▶ Texto de lectura
○ ○ ○ ○
Sí, el azar es el punto de giro. Y su música está en todas partes y en ninguna. El título de la novela tiene un aura sonora que invita a entrar. Con un nombre tal es difícil resistirse. Pero Paul Auster toma el azar, no como un violín prestado, sino en la justa proporción novelar. El azar del juego cambió la vida de los dos personajes, encontrados al azar, aunque no fue un azar que “cuando miró de nuevo a la carretera un instante después ya vio el faro que apareció ante él. Había surgido de la nada, una estrella ciclópea que venía lanzada directamente sobre sus ojos y en el repentino pánico que lo invadió su único pensamiento fue que aquel era el último pensamiento que tendría nunca”.

Yo ya le habría dado el Premio Nobel a Paul Auster. Porque no se lo han dado, por ser políticamente incorrecto, o porque nadie en la Academia ha llegado a la seriedad de Auster. En él la estructura y el lenguaje están al servicio de la historia. Es un narrador de historias, tal como lo fue el narrador al comienzo de la Historia.
○ ○ ○ ○
▶ Objetivos
[a] Según el texto sobre Paul Auster, ¿qué es lo que está al servicio de la historia en la obra de Auster?
[b] Transcribe el fragmento del texto sobre Paul Auster que va desde "Yo ya le habría" hasta "comienzo de la Historia.".

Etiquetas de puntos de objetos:
○ ○ ○ ○
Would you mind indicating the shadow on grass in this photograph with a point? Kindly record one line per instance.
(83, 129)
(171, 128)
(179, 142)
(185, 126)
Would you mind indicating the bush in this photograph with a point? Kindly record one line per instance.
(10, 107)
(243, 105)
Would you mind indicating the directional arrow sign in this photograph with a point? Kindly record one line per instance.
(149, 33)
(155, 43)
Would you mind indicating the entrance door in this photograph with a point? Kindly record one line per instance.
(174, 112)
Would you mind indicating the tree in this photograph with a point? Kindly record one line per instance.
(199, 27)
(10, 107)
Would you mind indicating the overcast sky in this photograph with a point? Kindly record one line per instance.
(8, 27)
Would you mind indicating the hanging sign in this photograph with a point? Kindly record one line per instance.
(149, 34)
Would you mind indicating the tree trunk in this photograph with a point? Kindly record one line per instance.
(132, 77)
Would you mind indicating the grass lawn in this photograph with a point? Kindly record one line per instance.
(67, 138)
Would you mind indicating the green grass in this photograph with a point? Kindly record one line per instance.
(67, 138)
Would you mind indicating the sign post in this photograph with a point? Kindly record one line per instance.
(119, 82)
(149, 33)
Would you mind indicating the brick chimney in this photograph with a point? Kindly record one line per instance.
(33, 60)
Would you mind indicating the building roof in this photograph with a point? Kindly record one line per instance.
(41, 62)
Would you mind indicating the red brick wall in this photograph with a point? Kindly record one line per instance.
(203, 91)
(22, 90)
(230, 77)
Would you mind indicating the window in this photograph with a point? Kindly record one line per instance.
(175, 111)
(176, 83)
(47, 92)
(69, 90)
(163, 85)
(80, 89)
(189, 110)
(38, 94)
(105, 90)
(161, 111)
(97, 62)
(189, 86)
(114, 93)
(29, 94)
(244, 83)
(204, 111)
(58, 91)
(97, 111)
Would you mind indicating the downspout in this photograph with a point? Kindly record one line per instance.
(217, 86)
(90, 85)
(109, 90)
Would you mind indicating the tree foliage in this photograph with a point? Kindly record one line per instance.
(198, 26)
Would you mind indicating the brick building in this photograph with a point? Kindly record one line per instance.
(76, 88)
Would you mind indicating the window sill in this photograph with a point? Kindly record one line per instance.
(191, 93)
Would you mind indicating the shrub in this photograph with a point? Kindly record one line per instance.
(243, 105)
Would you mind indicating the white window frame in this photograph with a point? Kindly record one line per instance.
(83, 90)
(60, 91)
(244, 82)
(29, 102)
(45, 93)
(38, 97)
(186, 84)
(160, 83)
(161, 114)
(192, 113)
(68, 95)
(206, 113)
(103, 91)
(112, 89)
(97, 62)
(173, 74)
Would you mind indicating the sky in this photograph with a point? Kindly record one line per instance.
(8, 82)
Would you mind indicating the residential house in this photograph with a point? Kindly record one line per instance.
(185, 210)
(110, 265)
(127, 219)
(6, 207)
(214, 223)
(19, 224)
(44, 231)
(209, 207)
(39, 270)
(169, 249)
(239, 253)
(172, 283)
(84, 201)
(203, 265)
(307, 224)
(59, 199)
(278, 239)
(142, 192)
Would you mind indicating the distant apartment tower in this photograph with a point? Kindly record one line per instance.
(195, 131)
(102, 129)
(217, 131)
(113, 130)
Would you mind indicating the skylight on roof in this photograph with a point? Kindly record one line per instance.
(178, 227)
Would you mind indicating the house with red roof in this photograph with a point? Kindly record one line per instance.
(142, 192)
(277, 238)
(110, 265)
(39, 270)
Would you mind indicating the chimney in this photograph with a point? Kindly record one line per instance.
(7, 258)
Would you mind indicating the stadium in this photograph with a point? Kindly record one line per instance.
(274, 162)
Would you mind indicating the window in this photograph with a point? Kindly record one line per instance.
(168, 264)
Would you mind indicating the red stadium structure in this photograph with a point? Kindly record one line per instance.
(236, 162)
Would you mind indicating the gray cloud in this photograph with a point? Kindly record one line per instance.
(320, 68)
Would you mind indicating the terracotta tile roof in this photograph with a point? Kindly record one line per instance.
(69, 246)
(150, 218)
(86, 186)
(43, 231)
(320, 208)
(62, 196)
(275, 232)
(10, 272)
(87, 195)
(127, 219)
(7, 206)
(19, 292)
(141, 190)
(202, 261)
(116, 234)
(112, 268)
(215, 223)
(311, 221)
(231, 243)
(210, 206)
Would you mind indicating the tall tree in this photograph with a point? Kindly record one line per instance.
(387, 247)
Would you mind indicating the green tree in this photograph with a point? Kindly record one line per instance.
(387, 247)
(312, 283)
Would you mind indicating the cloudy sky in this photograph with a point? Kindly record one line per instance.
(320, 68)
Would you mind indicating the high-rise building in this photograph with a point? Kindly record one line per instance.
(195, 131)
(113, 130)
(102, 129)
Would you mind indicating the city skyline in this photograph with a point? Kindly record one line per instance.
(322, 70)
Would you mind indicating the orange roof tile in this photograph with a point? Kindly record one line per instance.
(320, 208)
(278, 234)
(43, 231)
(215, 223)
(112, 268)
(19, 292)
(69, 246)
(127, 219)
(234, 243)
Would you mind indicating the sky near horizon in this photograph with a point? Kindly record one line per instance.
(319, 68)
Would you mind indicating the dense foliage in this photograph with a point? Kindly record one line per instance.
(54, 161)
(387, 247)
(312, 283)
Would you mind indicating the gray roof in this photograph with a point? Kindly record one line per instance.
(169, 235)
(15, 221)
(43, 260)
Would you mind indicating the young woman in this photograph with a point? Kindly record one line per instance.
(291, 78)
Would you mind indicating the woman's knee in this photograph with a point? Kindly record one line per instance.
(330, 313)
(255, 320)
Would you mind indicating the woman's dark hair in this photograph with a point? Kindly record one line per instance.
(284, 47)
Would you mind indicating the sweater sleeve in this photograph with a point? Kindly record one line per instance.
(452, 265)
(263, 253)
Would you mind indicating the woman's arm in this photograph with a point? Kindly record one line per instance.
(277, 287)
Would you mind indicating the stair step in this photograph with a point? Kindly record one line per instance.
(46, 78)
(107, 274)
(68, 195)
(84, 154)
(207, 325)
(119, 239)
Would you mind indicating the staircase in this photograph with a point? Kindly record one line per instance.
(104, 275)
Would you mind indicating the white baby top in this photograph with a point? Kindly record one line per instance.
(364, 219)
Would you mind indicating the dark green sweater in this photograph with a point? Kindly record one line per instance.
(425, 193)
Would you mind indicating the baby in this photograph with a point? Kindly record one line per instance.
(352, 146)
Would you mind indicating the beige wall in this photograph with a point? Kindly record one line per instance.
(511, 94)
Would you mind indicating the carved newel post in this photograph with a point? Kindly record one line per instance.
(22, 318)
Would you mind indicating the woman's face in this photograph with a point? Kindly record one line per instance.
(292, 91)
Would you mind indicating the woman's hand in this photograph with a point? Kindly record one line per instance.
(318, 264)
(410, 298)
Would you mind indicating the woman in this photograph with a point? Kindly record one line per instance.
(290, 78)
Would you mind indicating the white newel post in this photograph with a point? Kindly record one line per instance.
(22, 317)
○ ○ ○ ○
▶ Soluciones completas
[a] La estructura y el lenguaje están al servicio de la historia.

[b]
Yo ya le habría dado el Premio Nobel a Paul Auster. Porque no se lo han dado, por ser políticamente incorrecto, o porque nadie en la Academia ha llegado a la seriedad de Auster. En él la estructura y el lenguaje están al servicio de la historia. Es un narrador de historias, tal como lo fue el narrador al comienzo de la Historia.